____ EXCERPTED RECORDS
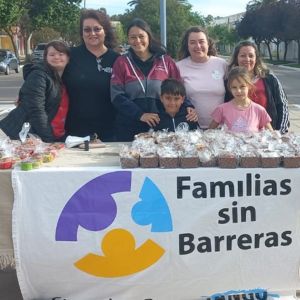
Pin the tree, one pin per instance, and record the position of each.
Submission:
(224, 36)
(10, 13)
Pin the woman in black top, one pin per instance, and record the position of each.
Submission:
(87, 78)
(43, 101)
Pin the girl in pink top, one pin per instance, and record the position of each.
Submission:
(241, 114)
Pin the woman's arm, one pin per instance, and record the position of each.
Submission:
(269, 126)
(33, 95)
(119, 98)
(281, 103)
(213, 125)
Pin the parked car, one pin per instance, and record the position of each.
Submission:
(38, 52)
(8, 61)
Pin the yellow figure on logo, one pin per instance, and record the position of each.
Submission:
(120, 256)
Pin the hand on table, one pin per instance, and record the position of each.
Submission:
(192, 115)
(151, 119)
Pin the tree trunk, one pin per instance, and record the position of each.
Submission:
(269, 50)
(286, 44)
(11, 36)
(298, 42)
(277, 51)
(28, 50)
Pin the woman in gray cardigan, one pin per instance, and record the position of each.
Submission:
(43, 101)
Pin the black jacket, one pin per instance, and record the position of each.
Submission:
(39, 99)
(170, 123)
(277, 104)
(88, 85)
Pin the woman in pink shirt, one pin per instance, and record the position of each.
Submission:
(202, 72)
(241, 114)
(268, 92)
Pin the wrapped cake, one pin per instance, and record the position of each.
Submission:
(291, 160)
(249, 160)
(189, 157)
(270, 159)
(168, 158)
(129, 158)
(227, 160)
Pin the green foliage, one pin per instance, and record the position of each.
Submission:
(223, 35)
(121, 38)
(273, 21)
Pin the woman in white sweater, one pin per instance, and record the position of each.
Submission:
(202, 72)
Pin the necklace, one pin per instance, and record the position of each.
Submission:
(99, 66)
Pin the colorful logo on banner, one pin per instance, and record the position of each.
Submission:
(93, 208)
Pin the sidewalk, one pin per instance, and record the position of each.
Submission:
(294, 110)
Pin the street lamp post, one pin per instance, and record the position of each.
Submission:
(163, 22)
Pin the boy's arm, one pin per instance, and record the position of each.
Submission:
(213, 125)
(269, 126)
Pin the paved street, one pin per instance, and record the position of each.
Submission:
(9, 87)
(289, 77)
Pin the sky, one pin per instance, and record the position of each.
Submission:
(203, 7)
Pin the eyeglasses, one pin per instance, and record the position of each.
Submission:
(89, 30)
(135, 37)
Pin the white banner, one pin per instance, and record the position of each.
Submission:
(93, 234)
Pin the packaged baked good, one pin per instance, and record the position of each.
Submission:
(270, 159)
(189, 157)
(227, 160)
(206, 158)
(291, 160)
(249, 160)
(168, 158)
(129, 158)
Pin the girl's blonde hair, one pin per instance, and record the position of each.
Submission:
(240, 74)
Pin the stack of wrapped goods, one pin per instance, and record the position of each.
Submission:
(212, 148)
(30, 154)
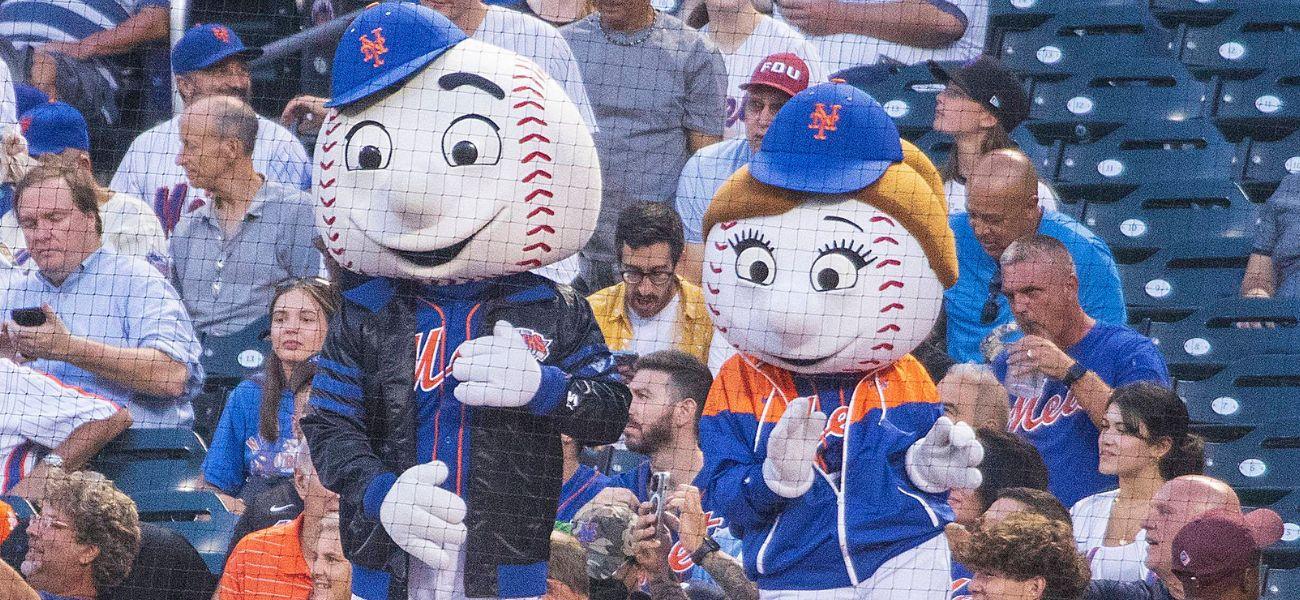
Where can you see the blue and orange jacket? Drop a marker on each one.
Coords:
(861, 511)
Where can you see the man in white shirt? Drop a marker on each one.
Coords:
(208, 61)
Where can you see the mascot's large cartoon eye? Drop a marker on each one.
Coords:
(837, 265)
(367, 147)
(472, 140)
(754, 261)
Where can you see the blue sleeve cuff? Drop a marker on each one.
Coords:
(549, 394)
(376, 491)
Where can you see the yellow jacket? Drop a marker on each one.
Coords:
(694, 329)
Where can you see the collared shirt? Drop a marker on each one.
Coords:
(269, 565)
(694, 329)
(228, 282)
(121, 301)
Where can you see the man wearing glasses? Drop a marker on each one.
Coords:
(653, 309)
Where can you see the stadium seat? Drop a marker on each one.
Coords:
(1257, 35)
(1246, 394)
(1213, 337)
(1100, 96)
(1160, 213)
(1265, 107)
(1079, 35)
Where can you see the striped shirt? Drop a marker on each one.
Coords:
(34, 22)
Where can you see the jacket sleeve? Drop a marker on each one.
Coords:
(580, 386)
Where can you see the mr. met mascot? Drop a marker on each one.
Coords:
(446, 170)
(826, 264)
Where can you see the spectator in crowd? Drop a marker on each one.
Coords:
(1082, 360)
(111, 325)
(73, 47)
(1144, 442)
(1274, 265)
(229, 253)
(649, 125)
(82, 543)
(293, 561)
(653, 308)
(1218, 556)
(772, 82)
(1001, 209)
(42, 416)
(1177, 503)
(209, 60)
(980, 104)
(56, 131)
(973, 395)
(254, 446)
(1026, 556)
(909, 31)
(748, 39)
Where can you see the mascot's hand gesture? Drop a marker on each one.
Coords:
(497, 370)
(424, 518)
(945, 457)
(792, 448)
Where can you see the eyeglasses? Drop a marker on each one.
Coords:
(635, 275)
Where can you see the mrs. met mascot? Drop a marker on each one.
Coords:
(446, 170)
(826, 264)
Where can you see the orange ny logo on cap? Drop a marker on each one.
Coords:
(371, 50)
(823, 121)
________
■ TASK DESCRIPTION
Return every entry above word for word, leaving out the pictures.

■ WRITTEN ANSWER
Pin the tree, one pin per instance, and record the position of each.
Submission:
(224, 36)
(10, 13)
Pin the woman in black top, one pin per instance, and record the position of each.
Submission:
(87, 78)
(43, 101)
Pin the girl in pink top, one pin per instance, and record the position of each.
Submission:
(241, 114)
Pin the woman's arm, one pin per instance, and record the position of each.
Submission:
(269, 126)
(33, 95)
(119, 98)
(281, 103)
(213, 125)
Pin the parked car, one pin per instance, and record the position of each.
Submission:
(38, 52)
(8, 61)
Pin the yellow figure on logo, one pin per instance, and record the position of each.
Submission:
(120, 256)
Pin the hand on table, one pin per instance, and record the position of each.
Submission:
(192, 115)
(151, 119)
Pin the tree trunk, one pin per instance, and record the position of each.
Submission:
(269, 50)
(286, 44)
(11, 36)
(298, 42)
(277, 51)
(28, 50)
Pin the woman in gray cardigan, one pin per instance, and record the position of each.
Submission:
(43, 101)
Pin the black jacket, one pin per instance, and record the position of each.
Submission:
(39, 99)
(170, 123)
(277, 104)
(88, 85)
Pin the woman in pink shirt, one pin per instance, and record the position of each.
Submission:
(202, 72)
(241, 114)
(268, 92)
Pin the wrapped cake, one pin per instance, and record the position of each.
Submission:
(291, 160)
(249, 160)
(189, 157)
(270, 159)
(168, 158)
(129, 158)
(227, 160)
Pin the green foliage, one pin per instance, and record the position of each.
Submission:
(223, 35)
(121, 38)
(273, 21)
Pin the woman in white sweater, one pin per instance, and record the position of each.
Submission:
(202, 72)
Pin the necklace, one pin per instance, and record the position of each.
Submission:
(99, 66)
Pin the colorful logo on banner, one pin per instance, and record the position of each.
Submission:
(93, 208)
Pin the sidewalk, one pin per instance, and record the position of each.
Submission:
(294, 110)
Pin the street lamp post, one pin per instance, and record the position of each.
Submission:
(163, 22)
Pin the boy's arm, one pin per instance, and record the position of each.
Submission:
(213, 125)
(269, 126)
Pin the paved street, one pin per instance, and record the position of each.
Submission:
(9, 87)
(289, 77)
Pin the sky, one pin per instance, and record the position of each.
Submission:
(203, 7)
Pin the eyeglasses, one pin per instance, and record the position of each.
Submission:
(89, 30)
(135, 37)
Pin the white banner, one pin per instance, and record the position of each.
Submission:
(93, 234)
Pin the packaged baked good, one pin per instance, and record the position of each.
Submission:
(270, 159)
(189, 157)
(227, 160)
(206, 158)
(291, 160)
(249, 160)
(168, 158)
(129, 158)
Pin the girl's blonde hair, one pin per instance, and record the position of each.
Submission:
(240, 74)
Pin the stack of wrapped goods, one pin per instance, and record the position of each.
Submission:
(212, 148)
(30, 154)
Where can you see the blue and orange jacket? Drop a marker on each one.
Coords:
(861, 511)
Where can you see the man in white shirt? Drop a marker on each one.
Coords:
(208, 61)
Where can you see the mascot's large cartoon eye? Drop a marker on each one.
Coords:
(837, 265)
(367, 147)
(472, 140)
(754, 261)
Where can you see the blue sleeve cuff? Drop a marker on each one.
Coords:
(549, 394)
(376, 491)
Where can you see the yellow jacket? Drop a marker on each one.
Coords:
(694, 329)
Where can you see the collared shirt? Drop a marker on each one.
Coords:
(269, 565)
(694, 329)
(228, 282)
(121, 301)
Where can you see the man wearing glasses? Drop a marker on each one.
Coords:
(653, 309)
Where can you see the stadium seat? Drop a marker on each one.
Coords:
(1257, 35)
(1246, 394)
(1213, 337)
(1100, 96)
(1160, 213)
(1265, 107)
(1079, 35)
Where can you see the striped shirt? Drop a marker on each one.
Coords:
(34, 22)
Where can you see the jacket sleeve? Drop a marker on each one.
Coords:
(580, 386)
Where can you see the mr. met mascot? Drop a marker on each one.
Coords:
(446, 170)
(826, 264)
Where can you see the spectator in crowd? Drop a marker on each one.
Coords:
(1082, 360)
(111, 325)
(73, 47)
(1144, 442)
(1274, 265)
(229, 253)
(649, 125)
(82, 543)
(293, 561)
(653, 308)
(1218, 556)
(772, 82)
(1001, 209)
(42, 416)
(1177, 503)
(209, 60)
(980, 104)
(56, 131)
(973, 395)
(254, 446)
(1026, 556)
(909, 31)
(748, 39)
Where can you see the mascot's hand gesture? Drop a marker on each one.
Coords:
(497, 370)
(424, 518)
(945, 457)
(792, 448)
Where can you see the eyeglasses? Drop a marker on each one.
Coords:
(635, 275)
Where can you see the mrs. met mascot? Drop a marker on each one.
Coords:
(446, 170)
(826, 264)
Where can you see the orange ny logo on cap? Drop a marker on each one.
Coords:
(371, 50)
(823, 121)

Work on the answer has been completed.